Quoted text:

^^^^^^^^

There is this thing we hear, that Christ died for us. There is something deeper. Christ died for the glory of His Father. We think that we were created to glorify God. There is something deeper. We were created by God that by us he would glorify Himself. To the end that we are glorified, glory to glory, it is God, who for his own glory works all things. Simple, a Father has children and they are his glory. So we pray, “for yours is the kingdom, and the power, and the glory. Truely.” From doxology to doxology, the perfect praise, perfected in the mouths of infants by God who creates the fruit of the lips, belongs to God alone. Soli Deo Gloria.
“We were created by God that by us he would glorify Himself.”
Thomas, this may be a nonsensical question (like “Is Thursday red or black?”), but was this whole endeavor necessary? By this I mean, would God’s glory have been any less were Heaven not populated with the elect that had been born throughout the ages? Is He more glorious with a billion souls in Heaven than if there were only a handful of angels and seraphim? If that were so, then it implies that there was something He once lacked, and I think we would agree that this cannot be.
If it were not necessary, why then the existence of the reprobate? What purpose do they serve? Are the elect more grateful to God for their election simply because of the knowledge of the existence (and implicit suffering) of those who have not so been chosen? What does this say about their characters if they are? What does Scripture say about those who feast in the palace while others are starving at the gates? The only option is to mourn over it, I would think. Yet, this is God’s will since He decreed things to be this way, so how can we mourn over that which He has decreed as right?
Perhaps I’m missing a piece of this puzzle.
Yeah James you’re missing a big part. The point is that God is the highest good that he seeks. Infiniteness can not be added to nor taken from, finiteness is swallowed up in infinitude. God is neither increased nor decreased by anything that he creates. He remains the same yesterday and forever, he remains Creator, transcendent and totally other than his creation. The question is not is it necessary, but simply whether or not it is.
Scripture teaches us the purpose of the reprobate is to teach the elect of God
But it is not that we are grateful for that mercy based upon any amount of suffering in the reprobate, but that each one of us is thankful for the relief of our own individual eternal suffering;
Yes, we do mourn here, just as God does also mourn, because mouning is also decreed by God. But mourning only will last till the consummation of the ages because mourning only last for the night and joy comes in the morning. In the eternal state the memory of this sinful existence and all that it entails will be washed away, and no tear will be found in the Jerusalem which is from above. and so joy will be eternal and not at the expense of the wicked, but to the glory of God. Scripture delcares that God takes no pleasure in the death of the wicked and solemnly charges us not to glory in the suffering of our enemies, for that is a trait of the enemy.

^^^^^^^^

Exercise directions: Repeat everything in the discussion of God's glory from "If it were not" down to "decreed as right?", word for word.

^^^^^^^^

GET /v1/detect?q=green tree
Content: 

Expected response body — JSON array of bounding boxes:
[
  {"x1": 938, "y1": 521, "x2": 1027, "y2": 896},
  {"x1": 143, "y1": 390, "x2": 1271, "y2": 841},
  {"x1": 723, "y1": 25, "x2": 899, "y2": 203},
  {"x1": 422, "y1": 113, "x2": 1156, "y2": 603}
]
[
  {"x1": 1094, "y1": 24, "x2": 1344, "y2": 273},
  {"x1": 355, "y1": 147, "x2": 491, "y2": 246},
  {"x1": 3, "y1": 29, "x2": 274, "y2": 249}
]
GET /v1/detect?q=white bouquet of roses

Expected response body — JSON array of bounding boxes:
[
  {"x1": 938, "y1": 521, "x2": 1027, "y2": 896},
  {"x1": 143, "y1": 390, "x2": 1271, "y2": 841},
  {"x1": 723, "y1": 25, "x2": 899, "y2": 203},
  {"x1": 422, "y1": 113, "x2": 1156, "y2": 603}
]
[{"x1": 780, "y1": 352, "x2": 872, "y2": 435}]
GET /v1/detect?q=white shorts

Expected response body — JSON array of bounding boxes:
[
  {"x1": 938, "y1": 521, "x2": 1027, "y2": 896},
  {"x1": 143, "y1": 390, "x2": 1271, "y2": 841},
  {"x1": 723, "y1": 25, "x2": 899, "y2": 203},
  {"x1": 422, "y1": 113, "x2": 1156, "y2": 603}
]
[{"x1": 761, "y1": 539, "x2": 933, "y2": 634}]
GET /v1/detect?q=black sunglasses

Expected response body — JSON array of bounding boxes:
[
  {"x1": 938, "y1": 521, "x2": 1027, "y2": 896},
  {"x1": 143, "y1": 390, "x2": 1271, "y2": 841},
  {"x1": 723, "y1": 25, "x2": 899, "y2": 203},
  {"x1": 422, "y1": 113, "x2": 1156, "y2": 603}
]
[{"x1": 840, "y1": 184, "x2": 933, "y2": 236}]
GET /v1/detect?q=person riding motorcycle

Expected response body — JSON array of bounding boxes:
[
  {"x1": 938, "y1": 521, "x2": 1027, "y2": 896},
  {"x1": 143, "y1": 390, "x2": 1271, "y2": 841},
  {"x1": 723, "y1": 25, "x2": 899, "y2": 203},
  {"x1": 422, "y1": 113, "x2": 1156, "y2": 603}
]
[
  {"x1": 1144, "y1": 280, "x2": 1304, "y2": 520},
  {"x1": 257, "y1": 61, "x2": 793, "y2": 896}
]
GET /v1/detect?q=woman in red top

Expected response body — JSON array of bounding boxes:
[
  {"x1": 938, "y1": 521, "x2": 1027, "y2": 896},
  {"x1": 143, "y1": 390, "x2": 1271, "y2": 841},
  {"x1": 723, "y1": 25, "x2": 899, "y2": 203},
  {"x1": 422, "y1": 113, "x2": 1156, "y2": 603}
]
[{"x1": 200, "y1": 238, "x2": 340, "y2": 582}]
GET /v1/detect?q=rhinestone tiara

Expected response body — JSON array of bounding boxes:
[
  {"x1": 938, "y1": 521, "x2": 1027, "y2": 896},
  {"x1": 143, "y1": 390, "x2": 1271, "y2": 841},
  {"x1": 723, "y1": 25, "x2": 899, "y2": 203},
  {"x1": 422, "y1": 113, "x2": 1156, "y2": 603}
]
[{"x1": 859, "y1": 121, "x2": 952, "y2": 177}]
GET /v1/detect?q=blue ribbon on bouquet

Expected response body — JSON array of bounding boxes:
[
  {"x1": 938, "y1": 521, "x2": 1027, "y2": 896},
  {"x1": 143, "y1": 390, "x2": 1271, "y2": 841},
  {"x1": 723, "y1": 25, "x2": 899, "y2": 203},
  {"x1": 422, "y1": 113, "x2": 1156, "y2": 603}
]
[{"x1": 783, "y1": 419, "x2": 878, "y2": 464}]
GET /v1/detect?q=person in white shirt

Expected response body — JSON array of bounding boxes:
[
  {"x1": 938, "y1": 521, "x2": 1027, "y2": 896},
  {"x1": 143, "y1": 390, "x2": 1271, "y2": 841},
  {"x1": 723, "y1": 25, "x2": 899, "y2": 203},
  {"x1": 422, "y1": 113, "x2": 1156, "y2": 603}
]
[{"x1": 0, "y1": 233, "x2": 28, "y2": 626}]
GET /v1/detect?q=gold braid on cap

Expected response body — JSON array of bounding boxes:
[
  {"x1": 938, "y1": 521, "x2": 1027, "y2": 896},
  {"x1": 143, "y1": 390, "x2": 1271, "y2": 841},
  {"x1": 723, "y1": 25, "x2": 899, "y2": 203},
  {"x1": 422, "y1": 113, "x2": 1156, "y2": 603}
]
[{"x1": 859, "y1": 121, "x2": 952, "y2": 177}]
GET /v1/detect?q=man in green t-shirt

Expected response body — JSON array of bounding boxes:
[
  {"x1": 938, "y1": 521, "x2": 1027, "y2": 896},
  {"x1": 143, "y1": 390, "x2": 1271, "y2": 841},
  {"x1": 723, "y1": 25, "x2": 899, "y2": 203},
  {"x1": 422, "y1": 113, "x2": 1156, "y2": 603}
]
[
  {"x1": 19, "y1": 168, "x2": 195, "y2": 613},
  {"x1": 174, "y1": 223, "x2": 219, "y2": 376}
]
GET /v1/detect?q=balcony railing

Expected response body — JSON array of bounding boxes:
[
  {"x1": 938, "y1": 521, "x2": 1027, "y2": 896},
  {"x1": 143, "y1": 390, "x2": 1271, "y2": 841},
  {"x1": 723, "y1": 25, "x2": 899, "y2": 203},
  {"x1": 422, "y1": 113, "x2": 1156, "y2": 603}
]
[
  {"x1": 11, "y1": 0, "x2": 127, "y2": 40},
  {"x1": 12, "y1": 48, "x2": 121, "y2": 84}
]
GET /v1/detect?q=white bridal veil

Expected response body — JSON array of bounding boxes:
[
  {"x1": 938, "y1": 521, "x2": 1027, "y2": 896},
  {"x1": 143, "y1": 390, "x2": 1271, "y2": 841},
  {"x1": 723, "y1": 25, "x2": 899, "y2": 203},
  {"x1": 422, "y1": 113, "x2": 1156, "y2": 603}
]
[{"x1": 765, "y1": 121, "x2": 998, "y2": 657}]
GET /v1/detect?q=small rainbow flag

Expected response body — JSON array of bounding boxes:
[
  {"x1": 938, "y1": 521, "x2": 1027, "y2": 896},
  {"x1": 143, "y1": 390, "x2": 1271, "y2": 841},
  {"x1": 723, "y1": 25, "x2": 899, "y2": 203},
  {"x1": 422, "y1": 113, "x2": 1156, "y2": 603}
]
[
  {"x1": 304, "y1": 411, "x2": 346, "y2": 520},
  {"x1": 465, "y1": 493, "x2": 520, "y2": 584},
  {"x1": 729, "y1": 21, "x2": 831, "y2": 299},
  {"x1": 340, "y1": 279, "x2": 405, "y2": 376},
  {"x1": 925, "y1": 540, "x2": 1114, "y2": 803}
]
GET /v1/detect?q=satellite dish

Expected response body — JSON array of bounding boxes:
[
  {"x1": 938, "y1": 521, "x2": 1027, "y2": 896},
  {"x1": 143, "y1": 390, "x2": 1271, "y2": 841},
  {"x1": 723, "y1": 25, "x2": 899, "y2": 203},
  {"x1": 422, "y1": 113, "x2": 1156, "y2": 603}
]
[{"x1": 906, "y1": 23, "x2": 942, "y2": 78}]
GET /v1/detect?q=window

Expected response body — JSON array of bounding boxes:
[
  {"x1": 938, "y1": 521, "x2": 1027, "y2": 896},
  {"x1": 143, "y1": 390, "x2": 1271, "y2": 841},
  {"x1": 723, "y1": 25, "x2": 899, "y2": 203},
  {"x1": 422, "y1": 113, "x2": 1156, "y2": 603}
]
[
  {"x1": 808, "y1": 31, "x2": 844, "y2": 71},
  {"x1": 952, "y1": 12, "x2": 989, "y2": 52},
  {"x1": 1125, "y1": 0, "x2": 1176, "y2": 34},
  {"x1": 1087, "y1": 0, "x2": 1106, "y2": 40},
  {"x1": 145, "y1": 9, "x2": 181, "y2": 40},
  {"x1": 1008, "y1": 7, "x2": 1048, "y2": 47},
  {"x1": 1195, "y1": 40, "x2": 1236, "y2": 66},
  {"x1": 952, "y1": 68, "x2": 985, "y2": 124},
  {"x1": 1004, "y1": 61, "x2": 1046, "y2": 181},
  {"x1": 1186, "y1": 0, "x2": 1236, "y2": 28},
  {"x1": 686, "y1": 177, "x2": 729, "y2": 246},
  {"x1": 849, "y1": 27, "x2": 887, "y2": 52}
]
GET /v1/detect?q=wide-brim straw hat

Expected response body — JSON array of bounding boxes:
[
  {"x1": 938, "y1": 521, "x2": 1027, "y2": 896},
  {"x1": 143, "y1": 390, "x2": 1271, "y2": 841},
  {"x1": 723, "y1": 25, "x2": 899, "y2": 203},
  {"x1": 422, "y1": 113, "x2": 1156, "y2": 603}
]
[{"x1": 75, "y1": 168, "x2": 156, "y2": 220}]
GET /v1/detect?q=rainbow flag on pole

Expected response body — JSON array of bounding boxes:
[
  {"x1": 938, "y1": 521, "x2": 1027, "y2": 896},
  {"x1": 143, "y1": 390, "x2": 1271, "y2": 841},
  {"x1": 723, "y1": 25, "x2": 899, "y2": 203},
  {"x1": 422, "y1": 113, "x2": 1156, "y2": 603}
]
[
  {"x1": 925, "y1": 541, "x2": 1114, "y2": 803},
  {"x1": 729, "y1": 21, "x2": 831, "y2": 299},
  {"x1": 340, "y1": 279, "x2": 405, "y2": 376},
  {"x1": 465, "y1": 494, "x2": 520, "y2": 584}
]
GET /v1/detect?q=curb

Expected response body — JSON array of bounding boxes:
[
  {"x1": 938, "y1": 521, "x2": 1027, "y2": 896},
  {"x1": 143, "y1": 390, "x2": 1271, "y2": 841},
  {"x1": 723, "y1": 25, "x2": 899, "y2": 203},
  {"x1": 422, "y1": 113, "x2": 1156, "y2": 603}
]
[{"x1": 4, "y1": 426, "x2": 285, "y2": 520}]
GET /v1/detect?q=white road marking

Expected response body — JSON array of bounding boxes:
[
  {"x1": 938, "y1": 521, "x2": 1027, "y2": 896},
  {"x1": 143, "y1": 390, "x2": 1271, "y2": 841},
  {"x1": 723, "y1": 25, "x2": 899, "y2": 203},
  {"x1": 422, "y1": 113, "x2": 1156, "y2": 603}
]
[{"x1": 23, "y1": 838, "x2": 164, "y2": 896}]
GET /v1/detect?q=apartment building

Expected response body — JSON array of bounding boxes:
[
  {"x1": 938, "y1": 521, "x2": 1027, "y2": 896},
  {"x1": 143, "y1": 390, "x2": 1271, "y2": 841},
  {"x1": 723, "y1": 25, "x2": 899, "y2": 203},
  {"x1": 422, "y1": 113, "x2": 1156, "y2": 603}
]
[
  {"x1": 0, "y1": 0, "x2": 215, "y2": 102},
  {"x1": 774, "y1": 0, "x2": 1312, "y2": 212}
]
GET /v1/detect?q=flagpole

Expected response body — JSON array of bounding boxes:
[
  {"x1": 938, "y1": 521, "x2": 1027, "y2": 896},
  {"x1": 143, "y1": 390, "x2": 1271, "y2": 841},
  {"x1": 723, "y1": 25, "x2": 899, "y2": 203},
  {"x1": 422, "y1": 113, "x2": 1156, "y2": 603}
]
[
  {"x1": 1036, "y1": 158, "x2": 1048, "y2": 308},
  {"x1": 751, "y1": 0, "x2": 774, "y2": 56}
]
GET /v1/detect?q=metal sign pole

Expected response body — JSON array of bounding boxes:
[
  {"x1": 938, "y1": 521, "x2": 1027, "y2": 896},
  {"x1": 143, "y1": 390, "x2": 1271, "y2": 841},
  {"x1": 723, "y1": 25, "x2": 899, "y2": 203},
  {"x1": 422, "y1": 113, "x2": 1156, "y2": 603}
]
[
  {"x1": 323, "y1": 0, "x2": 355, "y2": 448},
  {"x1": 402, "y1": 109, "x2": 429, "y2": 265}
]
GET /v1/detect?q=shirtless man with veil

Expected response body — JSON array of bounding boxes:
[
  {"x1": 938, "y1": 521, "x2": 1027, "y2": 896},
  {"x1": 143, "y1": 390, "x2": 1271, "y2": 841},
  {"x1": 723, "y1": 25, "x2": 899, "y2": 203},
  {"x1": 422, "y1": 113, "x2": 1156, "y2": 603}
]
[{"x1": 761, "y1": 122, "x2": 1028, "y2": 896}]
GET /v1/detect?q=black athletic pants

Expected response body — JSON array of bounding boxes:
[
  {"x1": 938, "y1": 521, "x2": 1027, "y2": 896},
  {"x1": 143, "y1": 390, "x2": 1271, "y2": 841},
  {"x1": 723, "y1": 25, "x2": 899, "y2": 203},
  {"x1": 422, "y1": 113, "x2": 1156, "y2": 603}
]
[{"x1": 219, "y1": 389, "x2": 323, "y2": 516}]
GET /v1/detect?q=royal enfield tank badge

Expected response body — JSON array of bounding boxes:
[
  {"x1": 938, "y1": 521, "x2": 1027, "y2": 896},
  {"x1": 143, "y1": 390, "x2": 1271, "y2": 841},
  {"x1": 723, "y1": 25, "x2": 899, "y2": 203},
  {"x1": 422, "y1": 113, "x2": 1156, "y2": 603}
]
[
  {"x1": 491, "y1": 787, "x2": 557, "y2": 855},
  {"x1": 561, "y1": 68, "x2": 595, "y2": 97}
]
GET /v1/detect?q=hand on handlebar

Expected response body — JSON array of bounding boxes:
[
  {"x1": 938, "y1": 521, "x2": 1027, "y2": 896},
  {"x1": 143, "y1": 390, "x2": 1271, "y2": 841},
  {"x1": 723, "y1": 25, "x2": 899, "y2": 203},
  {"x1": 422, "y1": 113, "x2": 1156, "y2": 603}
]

^^^^^^^^

Answer to the problem:
If it were not necessary, why then the existence of the reprobate? What purpose do they serve? Are the elect more grateful to God for their election simply because of the knowledge of the existence (and implicit suffering) of those who have not so been chosen? What does this say about their characters if they are? What does Scripture say about those who feast in the palace while others are starving at the gates? The only option is to mourn over it, I would think. Yet, this is God’s will since He decreed things to be this way, so how can we mourn over that which He has decreed as right?